Exercise instructions:
Copy exactly, and only, the lines from the line containing "locate leaning headstone" through the last line of the records below, both included.

Data extract:
━━━

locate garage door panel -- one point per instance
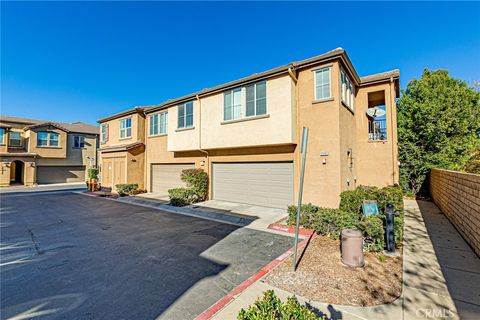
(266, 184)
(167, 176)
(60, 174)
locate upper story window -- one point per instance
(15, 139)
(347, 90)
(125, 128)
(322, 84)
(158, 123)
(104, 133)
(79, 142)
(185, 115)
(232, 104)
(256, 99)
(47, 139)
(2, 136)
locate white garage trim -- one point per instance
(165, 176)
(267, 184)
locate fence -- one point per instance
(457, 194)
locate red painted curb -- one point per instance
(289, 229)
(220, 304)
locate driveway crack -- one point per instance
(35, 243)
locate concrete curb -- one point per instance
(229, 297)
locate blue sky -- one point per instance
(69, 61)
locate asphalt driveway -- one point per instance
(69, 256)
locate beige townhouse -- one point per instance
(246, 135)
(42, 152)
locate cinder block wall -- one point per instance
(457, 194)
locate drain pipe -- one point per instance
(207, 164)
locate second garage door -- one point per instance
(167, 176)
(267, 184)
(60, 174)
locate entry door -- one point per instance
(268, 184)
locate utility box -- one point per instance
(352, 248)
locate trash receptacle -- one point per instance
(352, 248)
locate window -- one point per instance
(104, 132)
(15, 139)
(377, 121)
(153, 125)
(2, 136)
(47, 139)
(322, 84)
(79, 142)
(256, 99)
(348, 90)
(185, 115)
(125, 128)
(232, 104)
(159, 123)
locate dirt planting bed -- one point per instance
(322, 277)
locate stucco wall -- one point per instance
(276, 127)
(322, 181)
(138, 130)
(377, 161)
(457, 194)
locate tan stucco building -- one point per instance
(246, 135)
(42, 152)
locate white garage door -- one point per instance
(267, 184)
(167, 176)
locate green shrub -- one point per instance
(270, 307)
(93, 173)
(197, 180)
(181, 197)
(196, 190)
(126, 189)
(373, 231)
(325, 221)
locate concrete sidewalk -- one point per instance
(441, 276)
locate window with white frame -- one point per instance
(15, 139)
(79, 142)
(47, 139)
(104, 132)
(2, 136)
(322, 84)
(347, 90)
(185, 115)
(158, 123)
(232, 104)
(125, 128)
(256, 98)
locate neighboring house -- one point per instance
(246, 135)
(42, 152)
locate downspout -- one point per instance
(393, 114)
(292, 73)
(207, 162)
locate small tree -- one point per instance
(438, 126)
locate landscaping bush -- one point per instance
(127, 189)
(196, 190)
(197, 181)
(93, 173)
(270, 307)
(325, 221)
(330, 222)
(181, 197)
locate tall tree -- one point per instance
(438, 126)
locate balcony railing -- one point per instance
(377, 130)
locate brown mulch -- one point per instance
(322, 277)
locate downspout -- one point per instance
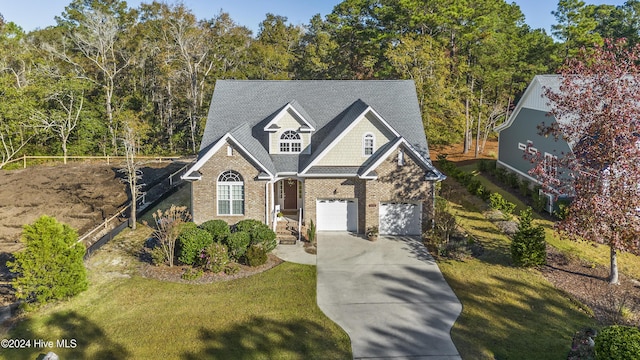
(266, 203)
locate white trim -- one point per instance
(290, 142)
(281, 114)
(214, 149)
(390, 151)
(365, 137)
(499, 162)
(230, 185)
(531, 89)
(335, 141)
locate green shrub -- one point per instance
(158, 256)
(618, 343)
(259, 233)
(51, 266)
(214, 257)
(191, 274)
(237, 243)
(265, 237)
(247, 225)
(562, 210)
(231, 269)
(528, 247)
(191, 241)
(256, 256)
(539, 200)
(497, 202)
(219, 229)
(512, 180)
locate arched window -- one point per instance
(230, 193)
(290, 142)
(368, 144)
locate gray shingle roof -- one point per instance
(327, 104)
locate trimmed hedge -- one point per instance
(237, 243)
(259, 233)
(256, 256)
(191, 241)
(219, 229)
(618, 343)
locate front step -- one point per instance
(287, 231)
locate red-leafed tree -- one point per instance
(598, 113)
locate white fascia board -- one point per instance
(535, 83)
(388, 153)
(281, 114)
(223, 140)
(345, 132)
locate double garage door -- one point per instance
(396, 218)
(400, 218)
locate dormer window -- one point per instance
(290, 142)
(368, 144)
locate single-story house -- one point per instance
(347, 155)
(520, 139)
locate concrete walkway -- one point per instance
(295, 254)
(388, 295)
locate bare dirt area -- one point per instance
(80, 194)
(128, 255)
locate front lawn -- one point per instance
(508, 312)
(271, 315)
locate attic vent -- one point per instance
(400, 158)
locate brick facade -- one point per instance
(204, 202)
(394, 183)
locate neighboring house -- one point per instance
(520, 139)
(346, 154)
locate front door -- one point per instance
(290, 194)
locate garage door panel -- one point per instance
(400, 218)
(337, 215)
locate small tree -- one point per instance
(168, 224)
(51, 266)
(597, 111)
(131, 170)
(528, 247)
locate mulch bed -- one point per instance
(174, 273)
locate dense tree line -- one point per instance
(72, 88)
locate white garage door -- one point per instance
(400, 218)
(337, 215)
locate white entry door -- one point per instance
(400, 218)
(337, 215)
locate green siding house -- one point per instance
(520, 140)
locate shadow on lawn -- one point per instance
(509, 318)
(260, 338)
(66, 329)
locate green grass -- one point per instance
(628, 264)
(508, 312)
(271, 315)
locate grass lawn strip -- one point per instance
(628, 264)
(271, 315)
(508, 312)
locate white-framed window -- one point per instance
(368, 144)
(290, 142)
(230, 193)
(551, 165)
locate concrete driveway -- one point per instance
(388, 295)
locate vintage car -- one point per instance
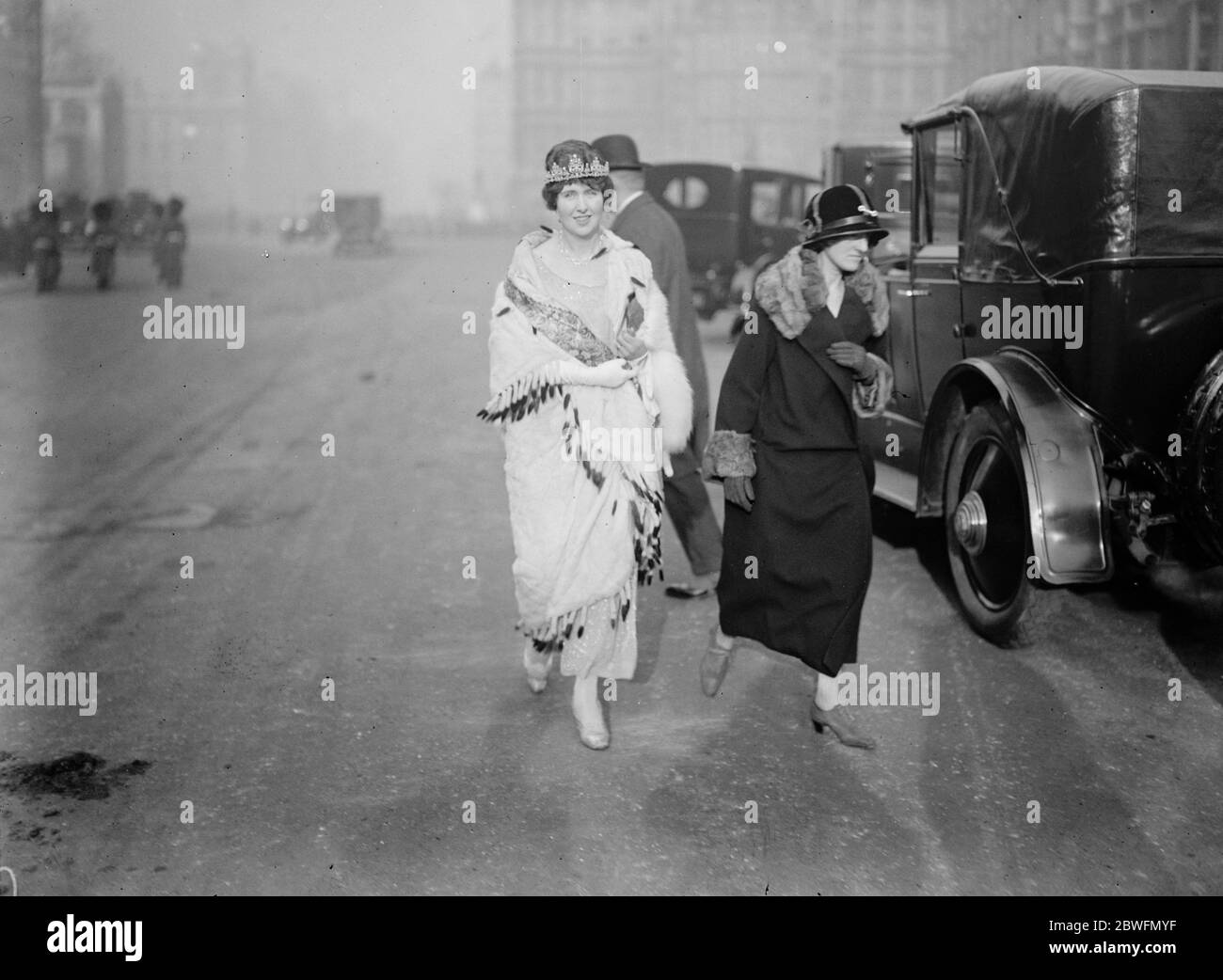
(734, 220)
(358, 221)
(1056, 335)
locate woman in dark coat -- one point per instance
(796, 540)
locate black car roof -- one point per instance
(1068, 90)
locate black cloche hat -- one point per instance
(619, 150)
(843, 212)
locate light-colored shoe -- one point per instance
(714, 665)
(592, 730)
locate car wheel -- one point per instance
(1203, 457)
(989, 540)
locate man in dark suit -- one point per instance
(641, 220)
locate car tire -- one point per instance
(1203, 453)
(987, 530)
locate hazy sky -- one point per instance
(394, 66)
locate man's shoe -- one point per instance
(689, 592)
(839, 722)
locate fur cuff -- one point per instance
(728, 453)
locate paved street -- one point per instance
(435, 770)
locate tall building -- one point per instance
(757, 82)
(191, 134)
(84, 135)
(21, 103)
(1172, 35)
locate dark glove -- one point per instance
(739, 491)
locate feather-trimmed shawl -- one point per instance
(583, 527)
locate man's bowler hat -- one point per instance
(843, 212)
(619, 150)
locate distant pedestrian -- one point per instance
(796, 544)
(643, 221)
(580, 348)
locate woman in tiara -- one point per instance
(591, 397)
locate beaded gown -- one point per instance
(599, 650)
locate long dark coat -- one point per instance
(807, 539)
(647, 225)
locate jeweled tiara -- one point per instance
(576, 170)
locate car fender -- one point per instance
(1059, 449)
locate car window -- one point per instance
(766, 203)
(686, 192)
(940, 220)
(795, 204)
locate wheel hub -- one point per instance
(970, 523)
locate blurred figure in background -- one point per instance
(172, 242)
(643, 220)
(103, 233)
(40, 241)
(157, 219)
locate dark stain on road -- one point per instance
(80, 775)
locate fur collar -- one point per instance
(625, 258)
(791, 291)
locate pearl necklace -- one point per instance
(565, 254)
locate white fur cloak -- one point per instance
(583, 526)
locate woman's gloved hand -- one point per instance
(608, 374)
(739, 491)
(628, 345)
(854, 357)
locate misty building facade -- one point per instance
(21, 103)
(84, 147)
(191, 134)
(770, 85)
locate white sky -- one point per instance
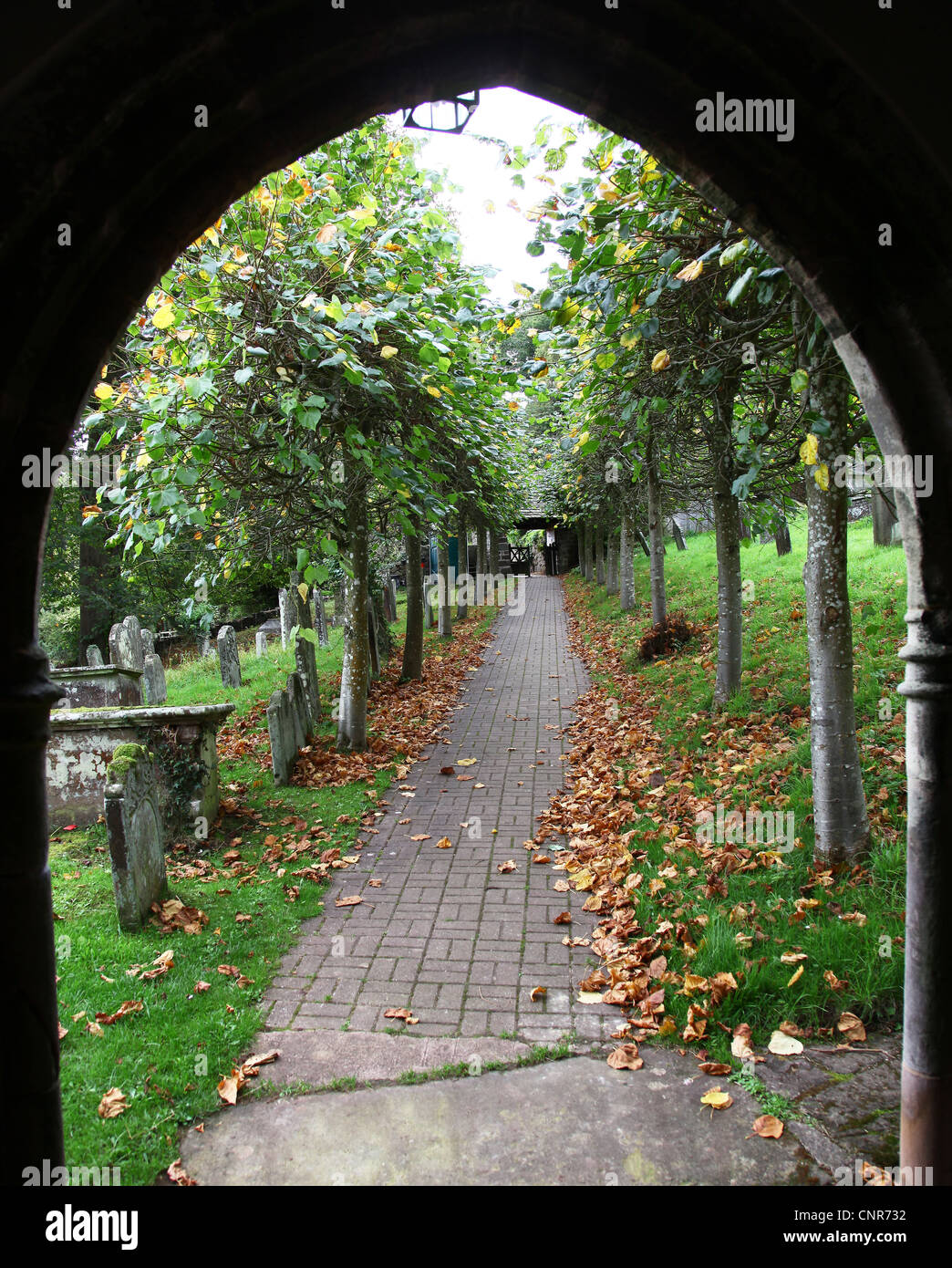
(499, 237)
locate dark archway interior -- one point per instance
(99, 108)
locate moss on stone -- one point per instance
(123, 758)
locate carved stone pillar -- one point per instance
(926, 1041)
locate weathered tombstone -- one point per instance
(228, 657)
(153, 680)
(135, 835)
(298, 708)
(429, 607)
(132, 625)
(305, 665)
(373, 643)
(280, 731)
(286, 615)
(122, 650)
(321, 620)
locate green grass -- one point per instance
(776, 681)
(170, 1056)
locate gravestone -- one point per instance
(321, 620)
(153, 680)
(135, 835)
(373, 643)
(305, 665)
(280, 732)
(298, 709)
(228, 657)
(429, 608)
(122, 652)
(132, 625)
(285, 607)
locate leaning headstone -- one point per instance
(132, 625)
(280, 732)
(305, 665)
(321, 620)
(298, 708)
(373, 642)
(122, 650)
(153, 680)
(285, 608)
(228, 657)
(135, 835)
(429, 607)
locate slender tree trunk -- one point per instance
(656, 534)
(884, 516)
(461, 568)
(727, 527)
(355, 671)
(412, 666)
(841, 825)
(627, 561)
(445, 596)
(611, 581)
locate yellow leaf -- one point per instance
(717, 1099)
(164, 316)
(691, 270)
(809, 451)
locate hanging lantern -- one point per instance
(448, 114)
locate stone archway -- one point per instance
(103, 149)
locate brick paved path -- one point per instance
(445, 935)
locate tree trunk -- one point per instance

━━━

Response to the task:
locate leaning headstone -- one point per instance
(132, 625)
(280, 732)
(305, 665)
(321, 620)
(298, 708)
(373, 642)
(122, 650)
(153, 680)
(285, 608)
(228, 657)
(135, 835)
(429, 607)
locate slender tree trunk -- one point per instance
(656, 534)
(884, 516)
(461, 568)
(727, 527)
(355, 671)
(412, 666)
(841, 825)
(627, 561)
(445, 596)
(611, 581)
locate yellow leaf -- one point per instance
(717, 1099)
(164, 316)
(691, 270)
(809, 451)
locate hanging lantern -- one point per instance
(448, 114)
locate stone archway -- one point per instance
(103, 149)
locate brick paved path -- one point per instance
(445, 935)
locate tree trunk -- one point per instance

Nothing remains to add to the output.